[Data to use Boundary: Start]

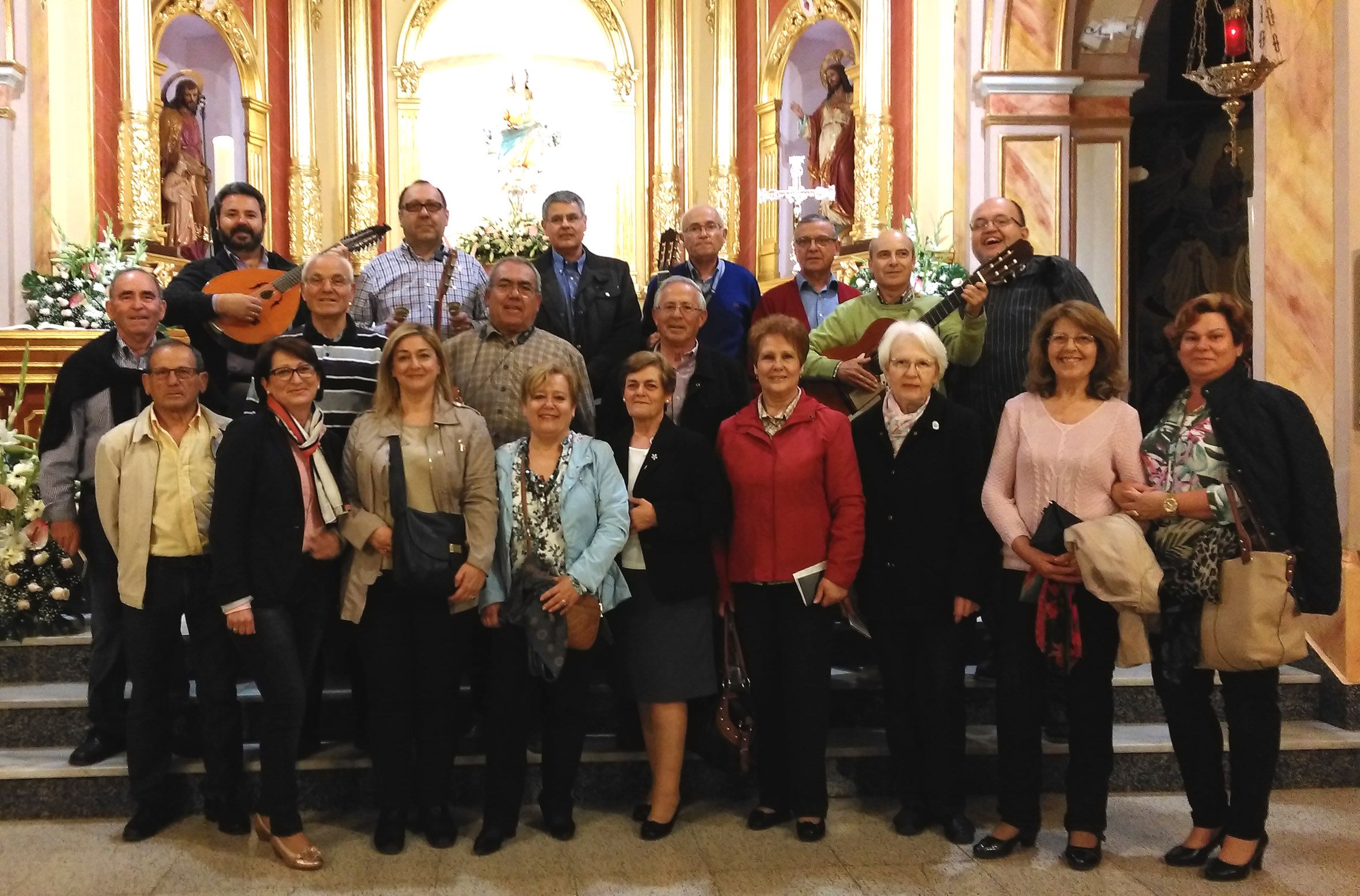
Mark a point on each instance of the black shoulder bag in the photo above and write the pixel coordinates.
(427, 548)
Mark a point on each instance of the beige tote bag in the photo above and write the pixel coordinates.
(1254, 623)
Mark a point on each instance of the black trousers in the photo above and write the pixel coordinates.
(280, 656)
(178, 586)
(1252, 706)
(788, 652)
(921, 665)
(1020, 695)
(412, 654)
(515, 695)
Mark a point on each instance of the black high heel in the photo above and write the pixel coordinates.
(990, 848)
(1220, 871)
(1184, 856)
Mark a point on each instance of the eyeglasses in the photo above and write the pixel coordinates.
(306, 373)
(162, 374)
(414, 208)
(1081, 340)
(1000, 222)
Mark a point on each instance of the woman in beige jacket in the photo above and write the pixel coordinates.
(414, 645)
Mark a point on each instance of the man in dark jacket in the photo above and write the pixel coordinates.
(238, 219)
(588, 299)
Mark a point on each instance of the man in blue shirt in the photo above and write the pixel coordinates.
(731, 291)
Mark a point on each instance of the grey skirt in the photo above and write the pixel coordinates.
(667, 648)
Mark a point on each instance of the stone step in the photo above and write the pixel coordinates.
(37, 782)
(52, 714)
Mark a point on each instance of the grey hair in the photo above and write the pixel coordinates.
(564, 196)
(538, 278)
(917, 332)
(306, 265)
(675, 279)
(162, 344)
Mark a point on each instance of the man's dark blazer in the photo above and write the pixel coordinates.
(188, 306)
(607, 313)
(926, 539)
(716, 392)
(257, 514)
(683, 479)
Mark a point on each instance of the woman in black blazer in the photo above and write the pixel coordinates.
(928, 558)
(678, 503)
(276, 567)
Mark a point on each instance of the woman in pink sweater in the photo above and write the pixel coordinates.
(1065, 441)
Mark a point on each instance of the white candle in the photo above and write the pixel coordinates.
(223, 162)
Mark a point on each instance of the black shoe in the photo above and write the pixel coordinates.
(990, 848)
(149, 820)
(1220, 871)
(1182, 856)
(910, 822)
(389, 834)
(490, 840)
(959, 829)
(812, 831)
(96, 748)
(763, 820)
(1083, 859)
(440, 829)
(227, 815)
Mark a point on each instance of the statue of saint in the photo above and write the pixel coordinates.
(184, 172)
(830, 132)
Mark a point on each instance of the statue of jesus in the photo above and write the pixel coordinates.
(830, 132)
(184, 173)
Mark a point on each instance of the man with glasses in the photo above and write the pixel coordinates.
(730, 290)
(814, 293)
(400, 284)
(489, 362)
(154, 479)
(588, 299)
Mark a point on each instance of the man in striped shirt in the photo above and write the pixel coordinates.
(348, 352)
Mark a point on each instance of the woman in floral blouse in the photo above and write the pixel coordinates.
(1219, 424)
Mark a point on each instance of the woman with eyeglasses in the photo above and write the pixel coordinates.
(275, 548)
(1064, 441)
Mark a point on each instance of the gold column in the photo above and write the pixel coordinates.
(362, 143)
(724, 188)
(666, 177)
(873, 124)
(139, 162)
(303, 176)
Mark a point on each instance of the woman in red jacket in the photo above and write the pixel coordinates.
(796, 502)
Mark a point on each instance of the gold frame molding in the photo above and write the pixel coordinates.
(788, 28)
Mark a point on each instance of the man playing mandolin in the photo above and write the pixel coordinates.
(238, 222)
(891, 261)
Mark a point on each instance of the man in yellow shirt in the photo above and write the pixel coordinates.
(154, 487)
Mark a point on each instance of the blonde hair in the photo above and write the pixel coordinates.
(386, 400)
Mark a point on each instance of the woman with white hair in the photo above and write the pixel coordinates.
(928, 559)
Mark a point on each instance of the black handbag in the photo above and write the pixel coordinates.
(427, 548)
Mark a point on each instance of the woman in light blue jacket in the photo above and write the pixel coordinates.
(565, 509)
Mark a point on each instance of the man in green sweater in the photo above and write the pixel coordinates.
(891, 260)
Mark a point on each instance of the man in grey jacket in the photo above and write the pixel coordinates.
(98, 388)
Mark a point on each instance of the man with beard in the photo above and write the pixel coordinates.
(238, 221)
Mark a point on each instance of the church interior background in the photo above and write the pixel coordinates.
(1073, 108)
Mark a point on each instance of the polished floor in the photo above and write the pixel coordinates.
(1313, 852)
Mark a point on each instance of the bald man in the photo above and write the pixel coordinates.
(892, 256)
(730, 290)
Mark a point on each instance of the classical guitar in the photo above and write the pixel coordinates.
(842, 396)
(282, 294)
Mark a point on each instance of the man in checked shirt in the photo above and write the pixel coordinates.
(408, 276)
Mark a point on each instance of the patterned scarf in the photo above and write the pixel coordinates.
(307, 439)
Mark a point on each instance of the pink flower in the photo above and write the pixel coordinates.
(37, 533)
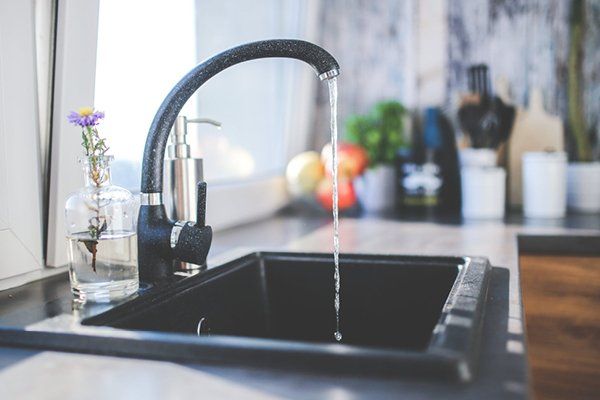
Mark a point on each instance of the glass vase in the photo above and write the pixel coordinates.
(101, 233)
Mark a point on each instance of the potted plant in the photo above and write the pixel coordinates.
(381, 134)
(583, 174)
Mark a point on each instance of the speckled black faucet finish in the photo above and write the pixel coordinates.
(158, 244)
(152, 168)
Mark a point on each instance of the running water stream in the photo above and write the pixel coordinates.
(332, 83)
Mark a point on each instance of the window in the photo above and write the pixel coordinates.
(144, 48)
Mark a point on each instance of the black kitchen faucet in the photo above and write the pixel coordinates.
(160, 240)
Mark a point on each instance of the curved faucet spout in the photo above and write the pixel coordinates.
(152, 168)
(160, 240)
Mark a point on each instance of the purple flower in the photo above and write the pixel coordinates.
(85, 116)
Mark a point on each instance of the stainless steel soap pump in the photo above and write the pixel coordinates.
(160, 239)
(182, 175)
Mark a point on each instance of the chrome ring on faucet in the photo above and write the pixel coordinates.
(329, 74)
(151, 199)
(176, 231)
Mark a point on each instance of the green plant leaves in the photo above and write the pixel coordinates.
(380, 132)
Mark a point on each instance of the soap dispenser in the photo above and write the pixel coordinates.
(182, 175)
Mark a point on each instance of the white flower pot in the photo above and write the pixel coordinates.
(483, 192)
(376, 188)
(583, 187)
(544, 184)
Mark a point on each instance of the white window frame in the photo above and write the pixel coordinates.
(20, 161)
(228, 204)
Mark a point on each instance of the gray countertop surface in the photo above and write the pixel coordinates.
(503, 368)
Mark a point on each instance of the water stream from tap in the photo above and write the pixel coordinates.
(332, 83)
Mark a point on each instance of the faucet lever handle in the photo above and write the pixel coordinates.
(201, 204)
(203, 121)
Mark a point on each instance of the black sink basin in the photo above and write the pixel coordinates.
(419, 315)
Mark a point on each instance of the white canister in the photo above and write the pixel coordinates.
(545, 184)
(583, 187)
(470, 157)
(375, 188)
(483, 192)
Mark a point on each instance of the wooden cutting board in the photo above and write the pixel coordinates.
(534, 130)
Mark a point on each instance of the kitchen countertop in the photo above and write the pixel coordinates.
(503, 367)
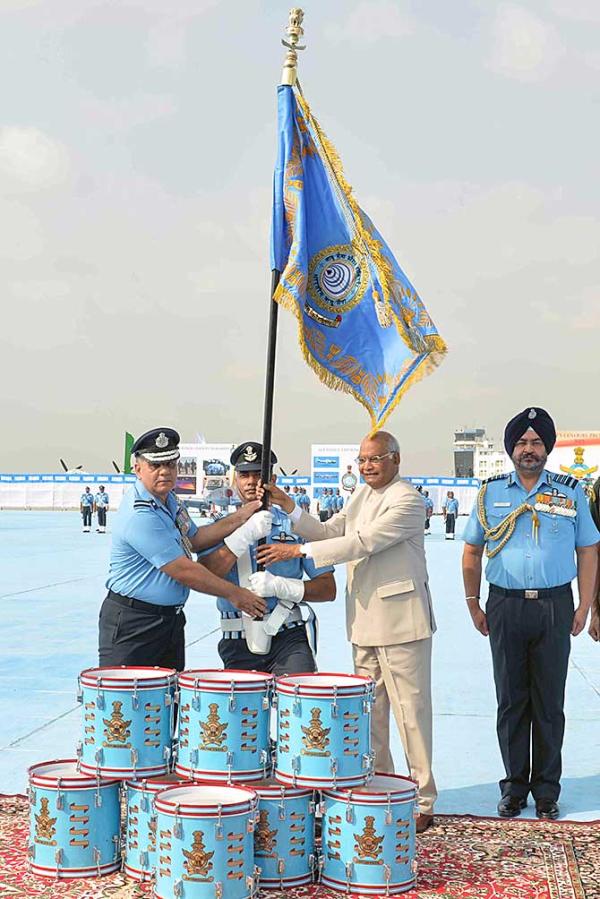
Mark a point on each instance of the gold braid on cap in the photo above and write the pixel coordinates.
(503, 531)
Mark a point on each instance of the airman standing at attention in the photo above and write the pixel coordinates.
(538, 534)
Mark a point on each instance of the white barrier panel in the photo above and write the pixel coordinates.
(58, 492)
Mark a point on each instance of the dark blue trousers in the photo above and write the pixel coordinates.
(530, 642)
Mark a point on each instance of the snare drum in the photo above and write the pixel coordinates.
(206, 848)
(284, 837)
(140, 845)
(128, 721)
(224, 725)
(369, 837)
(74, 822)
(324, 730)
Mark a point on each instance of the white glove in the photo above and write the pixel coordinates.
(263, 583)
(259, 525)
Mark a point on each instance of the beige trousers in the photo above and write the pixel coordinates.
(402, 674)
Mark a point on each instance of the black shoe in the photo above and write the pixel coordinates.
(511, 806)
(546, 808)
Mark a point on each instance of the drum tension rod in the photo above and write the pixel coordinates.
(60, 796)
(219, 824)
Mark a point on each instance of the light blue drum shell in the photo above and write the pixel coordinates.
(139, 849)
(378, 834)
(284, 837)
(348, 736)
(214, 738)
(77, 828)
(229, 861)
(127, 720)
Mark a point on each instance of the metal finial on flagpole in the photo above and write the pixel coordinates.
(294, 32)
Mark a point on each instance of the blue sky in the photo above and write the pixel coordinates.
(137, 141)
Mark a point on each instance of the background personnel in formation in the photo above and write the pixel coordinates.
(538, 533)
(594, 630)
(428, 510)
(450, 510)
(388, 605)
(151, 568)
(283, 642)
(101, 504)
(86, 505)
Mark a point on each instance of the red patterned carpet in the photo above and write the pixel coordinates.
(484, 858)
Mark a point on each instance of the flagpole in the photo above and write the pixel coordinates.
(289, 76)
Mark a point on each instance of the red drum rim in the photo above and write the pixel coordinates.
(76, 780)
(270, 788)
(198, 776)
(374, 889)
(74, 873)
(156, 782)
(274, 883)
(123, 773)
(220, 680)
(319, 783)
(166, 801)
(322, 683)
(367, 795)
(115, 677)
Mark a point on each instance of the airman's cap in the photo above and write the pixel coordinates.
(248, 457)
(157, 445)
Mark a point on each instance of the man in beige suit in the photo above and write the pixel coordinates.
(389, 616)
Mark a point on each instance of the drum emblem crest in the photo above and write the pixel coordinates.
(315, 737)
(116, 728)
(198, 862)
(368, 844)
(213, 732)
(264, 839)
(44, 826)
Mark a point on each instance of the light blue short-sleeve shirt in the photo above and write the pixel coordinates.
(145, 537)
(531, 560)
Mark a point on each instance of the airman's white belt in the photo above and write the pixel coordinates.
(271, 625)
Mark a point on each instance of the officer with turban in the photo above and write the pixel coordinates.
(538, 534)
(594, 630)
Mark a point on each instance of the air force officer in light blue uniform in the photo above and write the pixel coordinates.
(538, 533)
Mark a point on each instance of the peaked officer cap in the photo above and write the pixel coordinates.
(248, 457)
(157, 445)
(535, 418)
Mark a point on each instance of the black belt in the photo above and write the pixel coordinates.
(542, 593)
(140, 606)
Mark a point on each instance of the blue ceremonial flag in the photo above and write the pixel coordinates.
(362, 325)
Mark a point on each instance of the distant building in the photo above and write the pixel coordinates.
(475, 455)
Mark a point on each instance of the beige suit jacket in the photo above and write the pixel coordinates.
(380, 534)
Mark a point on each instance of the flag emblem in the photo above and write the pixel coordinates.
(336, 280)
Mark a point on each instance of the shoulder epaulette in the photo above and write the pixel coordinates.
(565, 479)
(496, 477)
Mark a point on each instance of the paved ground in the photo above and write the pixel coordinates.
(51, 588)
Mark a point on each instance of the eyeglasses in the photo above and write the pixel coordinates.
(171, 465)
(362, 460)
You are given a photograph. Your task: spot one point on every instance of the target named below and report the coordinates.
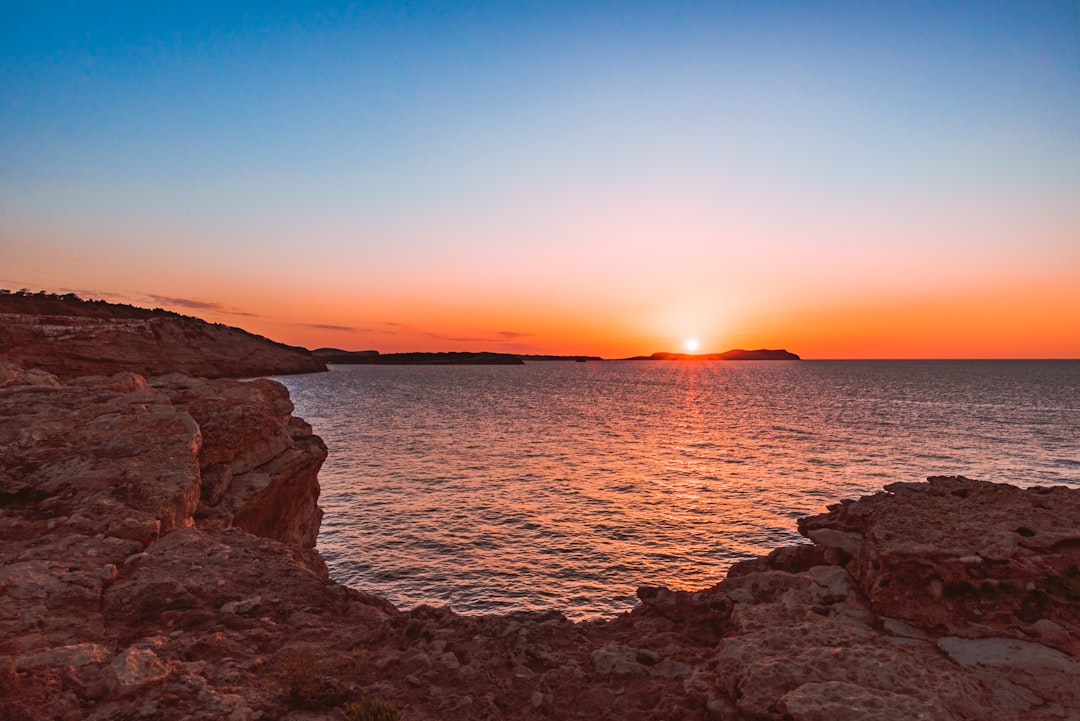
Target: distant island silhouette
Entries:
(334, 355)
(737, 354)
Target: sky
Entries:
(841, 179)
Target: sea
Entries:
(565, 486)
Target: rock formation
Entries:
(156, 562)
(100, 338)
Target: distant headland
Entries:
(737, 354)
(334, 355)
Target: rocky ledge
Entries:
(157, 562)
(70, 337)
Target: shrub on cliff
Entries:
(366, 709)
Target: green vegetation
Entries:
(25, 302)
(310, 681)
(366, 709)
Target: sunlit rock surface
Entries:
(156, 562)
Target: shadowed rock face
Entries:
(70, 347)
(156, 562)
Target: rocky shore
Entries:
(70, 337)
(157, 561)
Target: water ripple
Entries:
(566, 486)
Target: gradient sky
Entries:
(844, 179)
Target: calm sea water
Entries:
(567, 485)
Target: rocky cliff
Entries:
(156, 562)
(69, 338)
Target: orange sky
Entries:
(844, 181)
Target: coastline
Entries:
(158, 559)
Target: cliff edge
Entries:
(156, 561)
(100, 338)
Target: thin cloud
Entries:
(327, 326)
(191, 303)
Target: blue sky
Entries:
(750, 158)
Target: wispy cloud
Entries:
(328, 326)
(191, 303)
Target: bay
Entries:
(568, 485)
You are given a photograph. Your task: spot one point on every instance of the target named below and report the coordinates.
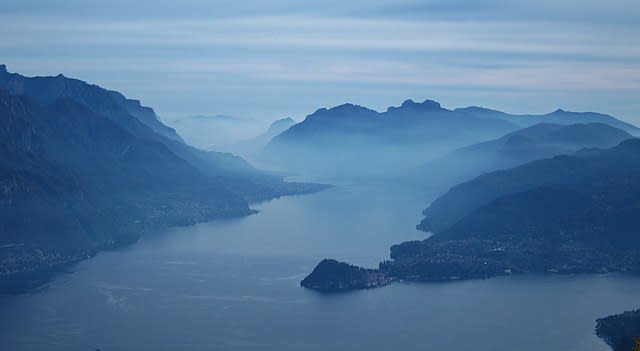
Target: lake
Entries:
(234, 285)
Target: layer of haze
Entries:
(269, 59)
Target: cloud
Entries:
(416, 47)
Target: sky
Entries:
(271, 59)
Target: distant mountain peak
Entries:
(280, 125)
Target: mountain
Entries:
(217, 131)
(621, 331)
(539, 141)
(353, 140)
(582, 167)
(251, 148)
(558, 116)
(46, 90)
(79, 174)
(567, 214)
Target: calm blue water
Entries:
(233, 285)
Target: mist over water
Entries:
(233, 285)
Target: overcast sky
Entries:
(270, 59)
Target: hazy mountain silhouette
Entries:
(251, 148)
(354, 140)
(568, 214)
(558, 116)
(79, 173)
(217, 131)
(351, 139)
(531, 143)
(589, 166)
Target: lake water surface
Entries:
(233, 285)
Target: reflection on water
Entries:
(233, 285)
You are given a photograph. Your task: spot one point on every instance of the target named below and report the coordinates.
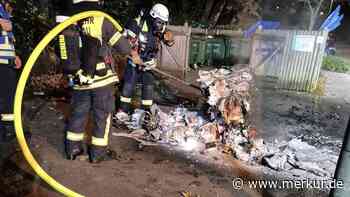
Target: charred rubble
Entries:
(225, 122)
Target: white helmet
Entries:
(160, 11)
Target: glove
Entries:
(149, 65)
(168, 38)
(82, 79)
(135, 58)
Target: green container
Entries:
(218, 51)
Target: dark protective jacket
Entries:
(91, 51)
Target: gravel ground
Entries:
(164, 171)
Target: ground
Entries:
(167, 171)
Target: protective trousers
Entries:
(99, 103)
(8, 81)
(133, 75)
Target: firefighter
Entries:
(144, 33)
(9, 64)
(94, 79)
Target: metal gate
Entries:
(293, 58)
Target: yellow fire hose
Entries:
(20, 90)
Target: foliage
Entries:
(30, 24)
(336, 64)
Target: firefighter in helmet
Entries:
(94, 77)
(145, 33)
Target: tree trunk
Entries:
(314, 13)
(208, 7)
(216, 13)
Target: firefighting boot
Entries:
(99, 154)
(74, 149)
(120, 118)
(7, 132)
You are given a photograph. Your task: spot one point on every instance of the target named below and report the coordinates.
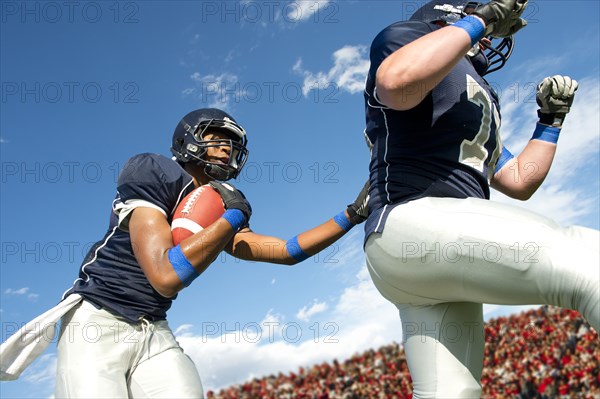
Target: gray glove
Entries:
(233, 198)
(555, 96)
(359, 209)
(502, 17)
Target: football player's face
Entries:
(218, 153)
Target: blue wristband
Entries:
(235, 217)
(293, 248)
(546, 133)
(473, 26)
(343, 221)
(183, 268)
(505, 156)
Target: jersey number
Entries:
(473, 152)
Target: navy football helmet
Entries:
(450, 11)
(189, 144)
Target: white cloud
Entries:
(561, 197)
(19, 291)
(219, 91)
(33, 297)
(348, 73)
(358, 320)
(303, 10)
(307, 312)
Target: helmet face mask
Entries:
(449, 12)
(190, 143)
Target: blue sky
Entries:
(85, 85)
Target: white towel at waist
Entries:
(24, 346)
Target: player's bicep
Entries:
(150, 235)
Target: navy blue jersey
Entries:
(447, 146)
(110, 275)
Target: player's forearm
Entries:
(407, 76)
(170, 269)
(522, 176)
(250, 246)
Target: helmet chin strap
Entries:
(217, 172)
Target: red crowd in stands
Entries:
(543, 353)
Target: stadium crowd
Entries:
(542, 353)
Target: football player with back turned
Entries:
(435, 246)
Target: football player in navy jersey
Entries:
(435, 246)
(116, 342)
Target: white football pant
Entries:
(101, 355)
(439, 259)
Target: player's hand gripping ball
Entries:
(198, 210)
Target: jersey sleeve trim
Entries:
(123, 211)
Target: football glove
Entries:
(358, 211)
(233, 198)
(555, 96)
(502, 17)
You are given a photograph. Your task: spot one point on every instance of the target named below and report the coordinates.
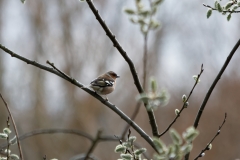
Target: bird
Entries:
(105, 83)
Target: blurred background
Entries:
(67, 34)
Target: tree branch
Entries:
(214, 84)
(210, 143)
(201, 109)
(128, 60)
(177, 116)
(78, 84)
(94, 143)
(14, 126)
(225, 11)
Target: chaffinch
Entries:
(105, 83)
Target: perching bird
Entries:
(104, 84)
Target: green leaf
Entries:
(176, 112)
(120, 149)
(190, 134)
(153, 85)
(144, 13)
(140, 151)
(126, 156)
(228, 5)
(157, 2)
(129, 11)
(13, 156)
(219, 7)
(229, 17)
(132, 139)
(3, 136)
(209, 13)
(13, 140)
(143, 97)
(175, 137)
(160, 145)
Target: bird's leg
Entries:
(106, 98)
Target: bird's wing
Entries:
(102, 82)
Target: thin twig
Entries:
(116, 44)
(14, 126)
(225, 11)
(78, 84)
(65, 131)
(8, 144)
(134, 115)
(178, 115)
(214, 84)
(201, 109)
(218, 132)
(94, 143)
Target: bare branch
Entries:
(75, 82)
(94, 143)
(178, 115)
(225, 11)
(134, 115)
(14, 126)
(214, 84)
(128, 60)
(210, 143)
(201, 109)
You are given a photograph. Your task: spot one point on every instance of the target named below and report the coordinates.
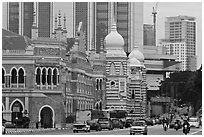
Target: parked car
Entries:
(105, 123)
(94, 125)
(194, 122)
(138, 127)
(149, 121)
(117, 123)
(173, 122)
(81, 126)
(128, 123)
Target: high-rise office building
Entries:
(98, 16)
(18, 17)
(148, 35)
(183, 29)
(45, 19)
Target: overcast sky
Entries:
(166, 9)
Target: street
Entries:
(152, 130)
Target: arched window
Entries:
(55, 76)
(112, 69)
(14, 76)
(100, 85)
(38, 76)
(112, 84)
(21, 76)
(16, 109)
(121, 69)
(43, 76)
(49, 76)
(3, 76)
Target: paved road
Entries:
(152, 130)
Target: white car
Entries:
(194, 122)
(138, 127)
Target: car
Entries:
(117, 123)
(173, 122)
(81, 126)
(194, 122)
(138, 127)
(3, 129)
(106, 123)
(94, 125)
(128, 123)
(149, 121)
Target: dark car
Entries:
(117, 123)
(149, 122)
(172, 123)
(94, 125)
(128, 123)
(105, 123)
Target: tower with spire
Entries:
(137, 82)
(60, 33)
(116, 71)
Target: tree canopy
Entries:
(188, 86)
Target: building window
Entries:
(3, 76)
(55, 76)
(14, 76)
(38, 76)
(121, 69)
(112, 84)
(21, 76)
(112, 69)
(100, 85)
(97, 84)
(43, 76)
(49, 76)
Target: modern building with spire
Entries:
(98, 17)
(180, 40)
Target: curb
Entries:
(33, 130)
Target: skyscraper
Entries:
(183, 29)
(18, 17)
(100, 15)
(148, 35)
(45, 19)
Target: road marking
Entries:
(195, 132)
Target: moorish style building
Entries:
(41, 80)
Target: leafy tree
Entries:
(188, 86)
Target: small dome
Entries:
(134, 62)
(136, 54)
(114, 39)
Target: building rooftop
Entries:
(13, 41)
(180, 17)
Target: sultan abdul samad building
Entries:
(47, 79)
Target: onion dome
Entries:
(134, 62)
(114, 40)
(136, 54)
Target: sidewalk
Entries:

[Data to use Boundary: End]

The word is "silhouette". Copy every line above where it appears.

Target: distant island silhouette
Target: hazy mountain silhouette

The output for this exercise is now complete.